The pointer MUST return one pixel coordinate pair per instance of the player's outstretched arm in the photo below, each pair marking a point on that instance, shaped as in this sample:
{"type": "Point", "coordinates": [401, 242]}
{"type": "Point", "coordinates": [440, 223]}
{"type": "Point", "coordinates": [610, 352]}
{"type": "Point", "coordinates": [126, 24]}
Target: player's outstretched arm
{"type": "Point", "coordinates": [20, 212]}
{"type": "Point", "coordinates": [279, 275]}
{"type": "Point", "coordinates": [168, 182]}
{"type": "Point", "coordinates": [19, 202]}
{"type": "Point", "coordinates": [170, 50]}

» AIM OF THE TASK: Turn the listing above into a numbered list, one line per item, with blank lines dropped.

» EXERCISE OUTPUT:
1. The pointer MUST return one pixel coordinate pair per instance of the player's outstretched arm in the photo below, each pair marking a point on that instance, shaped as in this sample:
2. {"type": "Point", "coordinates": [401, 242]}
3. {"type": "Point", "coordinates": [440, 223]}
4. {"type": "Point", "coordinates": [610, 352]}
5. {"type": "Point", "coordinates": [126, 24]}
6. Target: player's outstretched arm
7. {"type": "Point", "coordinates": [20, 212]}
8. {"type": "Point", "coordinates": [279, 275]}
9. {"type": "Point", "coordinates": [168, 182]}
10. {"type": "Point", "coordinates": [19, 202]}
11. {"type": "Point", "coordinates": [170, 50]}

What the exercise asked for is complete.